== Assignment ==
Type every record exactly as it appears.

= Beginning of Section =

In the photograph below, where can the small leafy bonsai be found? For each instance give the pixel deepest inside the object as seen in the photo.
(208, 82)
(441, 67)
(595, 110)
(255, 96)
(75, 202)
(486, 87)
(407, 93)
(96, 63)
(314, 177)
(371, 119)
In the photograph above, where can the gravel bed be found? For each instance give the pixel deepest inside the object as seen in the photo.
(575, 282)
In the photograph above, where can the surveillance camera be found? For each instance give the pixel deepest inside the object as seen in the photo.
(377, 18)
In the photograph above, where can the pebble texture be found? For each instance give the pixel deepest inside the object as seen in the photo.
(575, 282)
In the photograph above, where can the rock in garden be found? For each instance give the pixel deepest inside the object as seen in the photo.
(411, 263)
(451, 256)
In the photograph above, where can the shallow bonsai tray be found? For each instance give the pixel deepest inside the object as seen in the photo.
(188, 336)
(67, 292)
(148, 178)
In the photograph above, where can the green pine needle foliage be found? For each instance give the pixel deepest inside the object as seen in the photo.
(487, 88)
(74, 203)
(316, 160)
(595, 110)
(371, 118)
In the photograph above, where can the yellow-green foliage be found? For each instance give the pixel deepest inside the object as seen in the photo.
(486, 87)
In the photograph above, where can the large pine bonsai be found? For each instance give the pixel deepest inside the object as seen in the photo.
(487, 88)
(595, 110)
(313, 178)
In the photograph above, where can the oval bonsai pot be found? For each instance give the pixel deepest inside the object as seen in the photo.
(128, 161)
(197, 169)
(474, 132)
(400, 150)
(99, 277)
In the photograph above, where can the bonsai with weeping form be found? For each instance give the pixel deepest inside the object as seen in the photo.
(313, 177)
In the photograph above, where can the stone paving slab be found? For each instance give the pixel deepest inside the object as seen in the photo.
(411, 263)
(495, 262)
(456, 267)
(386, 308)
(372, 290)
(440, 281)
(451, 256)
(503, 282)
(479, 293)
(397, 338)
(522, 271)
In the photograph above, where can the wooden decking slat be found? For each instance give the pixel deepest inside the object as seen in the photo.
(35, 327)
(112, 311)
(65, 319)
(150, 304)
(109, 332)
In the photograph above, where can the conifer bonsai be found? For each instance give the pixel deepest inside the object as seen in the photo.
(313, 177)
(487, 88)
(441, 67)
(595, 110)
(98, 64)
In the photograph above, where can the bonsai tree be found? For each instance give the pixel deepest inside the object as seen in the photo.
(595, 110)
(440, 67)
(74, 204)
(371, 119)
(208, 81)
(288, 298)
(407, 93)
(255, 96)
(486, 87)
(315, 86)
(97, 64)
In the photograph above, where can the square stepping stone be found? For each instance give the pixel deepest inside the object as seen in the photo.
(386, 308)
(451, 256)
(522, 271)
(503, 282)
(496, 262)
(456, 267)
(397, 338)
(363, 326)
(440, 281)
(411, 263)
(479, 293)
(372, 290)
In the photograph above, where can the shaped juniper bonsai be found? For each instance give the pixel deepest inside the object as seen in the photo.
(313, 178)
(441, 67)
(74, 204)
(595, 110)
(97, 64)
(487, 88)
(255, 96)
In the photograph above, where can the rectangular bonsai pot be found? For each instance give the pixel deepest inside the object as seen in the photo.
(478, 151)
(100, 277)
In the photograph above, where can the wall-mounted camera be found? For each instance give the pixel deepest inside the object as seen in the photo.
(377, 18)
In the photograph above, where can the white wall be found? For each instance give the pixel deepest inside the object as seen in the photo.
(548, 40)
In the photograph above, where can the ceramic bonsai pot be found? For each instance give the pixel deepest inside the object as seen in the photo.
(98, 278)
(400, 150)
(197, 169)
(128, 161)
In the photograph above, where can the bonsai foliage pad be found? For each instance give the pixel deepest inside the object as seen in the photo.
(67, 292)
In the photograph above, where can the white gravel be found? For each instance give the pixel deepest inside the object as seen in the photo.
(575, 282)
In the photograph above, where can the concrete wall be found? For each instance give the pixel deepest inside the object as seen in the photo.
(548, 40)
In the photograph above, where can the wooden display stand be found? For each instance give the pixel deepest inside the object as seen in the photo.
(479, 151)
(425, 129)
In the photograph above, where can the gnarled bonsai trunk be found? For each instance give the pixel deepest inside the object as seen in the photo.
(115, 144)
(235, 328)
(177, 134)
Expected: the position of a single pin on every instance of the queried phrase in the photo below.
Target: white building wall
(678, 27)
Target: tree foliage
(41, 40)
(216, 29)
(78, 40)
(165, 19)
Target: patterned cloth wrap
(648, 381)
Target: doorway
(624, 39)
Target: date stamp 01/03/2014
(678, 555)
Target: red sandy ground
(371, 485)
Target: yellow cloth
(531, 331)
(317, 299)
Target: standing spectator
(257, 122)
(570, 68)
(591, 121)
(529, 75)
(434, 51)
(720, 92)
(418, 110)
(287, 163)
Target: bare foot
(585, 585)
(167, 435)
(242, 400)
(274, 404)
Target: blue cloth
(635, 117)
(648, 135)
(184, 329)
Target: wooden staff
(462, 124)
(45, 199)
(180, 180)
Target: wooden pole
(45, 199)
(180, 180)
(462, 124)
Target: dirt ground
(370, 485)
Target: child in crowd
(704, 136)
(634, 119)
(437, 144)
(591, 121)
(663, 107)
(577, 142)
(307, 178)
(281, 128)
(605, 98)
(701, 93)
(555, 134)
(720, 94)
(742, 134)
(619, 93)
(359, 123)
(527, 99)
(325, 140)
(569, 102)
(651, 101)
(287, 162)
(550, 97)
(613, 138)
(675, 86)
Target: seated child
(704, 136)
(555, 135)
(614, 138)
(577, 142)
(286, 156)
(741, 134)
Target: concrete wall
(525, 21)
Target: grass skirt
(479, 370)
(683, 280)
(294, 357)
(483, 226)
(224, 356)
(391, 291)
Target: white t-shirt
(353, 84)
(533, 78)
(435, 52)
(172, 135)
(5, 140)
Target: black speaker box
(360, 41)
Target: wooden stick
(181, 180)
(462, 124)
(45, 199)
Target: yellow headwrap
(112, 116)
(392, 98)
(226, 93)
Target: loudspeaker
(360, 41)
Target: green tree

= End of Section =

== Response area ==
In the photograph below, where can the small leafy bonsai be found? For each instance give the pixel deepest inside the object as seen in the photo.
(208, 82)
(441, 67)
(595, 110)
(255, 96)
(75, 202)
(486, 87)
(407, 93)
(96, 63)
(314, 177)
(371, 119)
In the photograph above, where can the gravel bed be found? For each instance give the pixel deepest inside the object as seen in the photo.
(575, 282)
In the photograph above, where can the surveillance camera be found? For each instance give the pixel deepest inside the object as seen in the photo.
(377, 18)
In the photograph above, where can the pebble texture be found? For each instance give the pixel deepest inside the object as seen in the photo.
(575, 282)
In the photograph above, where can the rock in garden be found? For each instance give the pixel deepest inside the object as seen in the photo.
(411, 263)
(451, 256)
In the photograph above, where can the shallow bonsai tray be found? For each instance give the pixel deepest inside the object as seen in the photo.
(188, 336)
(67, 292)
(148, 178)
In the photograph above, where can the green pine needle foliage be found? For each instance give the pixel deepest inside the object as seen in the photo.
(487, 88)
(74, 203)
(316, 160)
(595, 110)
(371, 118)
In the photograph above, where can the yellow-green foliage be found? For each instance give the pixel deepest inside the object as seen in the photo.
(486, 87)
In the photograph above, where can the large pine bonsai be found? For each instance give the pixel deepest inside the object as seen in the photo.
(487, 88)
(595, 110)
(313, 178)
In the photograph above, where can the oval bonsai pot be found? For each instance give the pixel deepest inside the object as seen in the photo.
(128, 161)
(197, 169)
(474, 132)
(400, 150)
(99, 277)
In the photograph above, where can the bonsai with weeping form be found? For each instance give the pixel deepest inside the object as seen in the photo.
(313, 177)
In the photograph above, where can the stone paving slab be found? For each instance give the pixel deepest inside the object as seen in the photo.
(411, 263)
(495, 262)
(456, 267)
(386, 308)
(372, 290)
(440, 281)
(451, 256)
(503, 282)
(479, 293)
(397, 338)
(522, 271)
In the photograph above, where can the wooden decking slat be found? For each instance give the pixel deepest inside the object as seen in the photo.
(35, 327)
(112, 311)
(65, 319)
(150, 304)
(109, 332)
In the photograph above, where can the conifer bonsai be found? For each instance give the pixel deepest inside the object as seen in the photo.
(313, 177)
(487, 88)
(441, 67)
(595, 110)
(98, 64)
In the photograph above, where can the bonsai tree be found? For each instance give the pixel deepest inside the object as seen in the photo.
(595, 110)
(440, 67)
(74, 204)
(371, 119)
(208, 81)
(288, 298)
(407, 93)
(255, 96)
(486, 87)
(315, 86)
(97, 64)
In the photograph above, where can the square stepping stone be found? For each instance give the pixel deepest inside the object as seen in the photo.
(386, 308)
(451, 256)
(522, 271)
(503, 282)
(496, 262)
(456, 267)
(397, 338)
(363, 326)
(440, 281)
(411, 263)
(479, 293)
(372, 290)
In the photograph above, where can the shaped juniper bonsai be found? For each instance give the pixel deepest inside the object as seen in the photo.
(313, 178)
(441, 67)
(74, 204)
(595, 110)
(97, 64)
(487, 88)
(255, 96)
In the photograph above, where can the rectangular bonsai pot be found? For each instance give the pixel deepest inside the object as seen in the photo.
(478, 151)
(100, 277)
In the photograph above, where can the wall-mounted camera be found? For each instance give the pixel deepest inside the object as seen in the photo.
(377, 18)
In the photograph above, where can the white wall be found? For each instance give the pixel deepest inside the object as seen in the photo.
(548, 40)
In the photograph above, where can the ceramic bonsai pot be found? For each instance give the pixel deepest inside the object as seen in the photo.
(98, 278)
(400, 150)
(197, 169)
(128, 161)
In the photograph above, where can the bonsai foliage pad be found? For each instance give the pixel deepest inside the object as seen in the photo.
(67, 292)
In the photograph above, where can the white gravel be found? For each instance give the pixel deepest inside the object as seen in the photo.
(575, 282)
In the photograph above, where can the concrete wall be found? For each instance give the pixel deepest inside the object as seen in the photo.
(548, 40)
In the photograph above, where can the wooden display stand be found? For each instance give the pixel deepest inside the object as seen in the photo.
(479, 151)
(425, 129)
In the photograph above, where can the gnarled bonsai trunk be found? For each instance give the pixel deepest inside the object as seen in the photo.
(115, 144)
(235, 328)
(177, 134)
Expected: the position of a single pin on every instance of the queried phrase in the photo below.
Target: white building wall
(678, 27)
Target: tree foliage
(41, 40)
(216, 29)
(78, 40)
(165, 19)
Target: patterned cloth wrap
(648, 381)
Target: doorway
(624, 39)
Target: date stamp 01/03/2014
(678, 555)
Target: red sandy ground
(371, 485)
Target: yellow cloth
(531, 331)
(317, 299)
Target: standing spectator
(257, 122)
(570, 68)
(591, 121)
(529, 75)
(434, 51)
(720, 92)
(418, 110)
(287, 163)
Target: bare foot
(585, 585)
(167, 435)
(242, 400)
(274, 404)
Target: blue cloth
(635, 117)
(648, 135)
(184, 329)
Target: wooden staff
(462, 124)
(45, 199)
(180, 180)
Target: wooden pole
(45, 199)
(180, 180)
(462, 124)
Target: dirt ground
(370, 485)
Target: child in crowd
(704, 136)
(634, 119)
(437, 144)
(591, 121)
(663, 107)
(577, 142)
(307, 178)
(281, 128)
(605, 98)
(701, 93)
(555, 134)
(720, 94)
(742, 134)
(619, 93)
(359, 123)
(527, 99)
(325, 140)
(569, 102)
(651, 101)
(287, 162)
(550, 97)
(613, 138)
(675, 86)
Target: seated child
(704, 136)
(555, 135)
(614, 138)
(577, 142)
(286, 156)
(741, 134)
Target: concrete wall
(525, 21)
Target: grass skirt
(479, 370)
(683, 280)
(294, 357)
(483, 226)
(224, 356)
(391, 291)
Target: white t-shirt
(353, 84)
(533, 78)
(435, 52)
(172, 135)
(5, 140)
Target: black speaker box
(360, 41)
Target: wooden stick
(181, 180)
(462, 124)
(45, 199)
Target: yellow headwrap
(112, 116)
(392, 98)
(226, 93)
Target: loudspeaker
(360, 41)
Target: green tree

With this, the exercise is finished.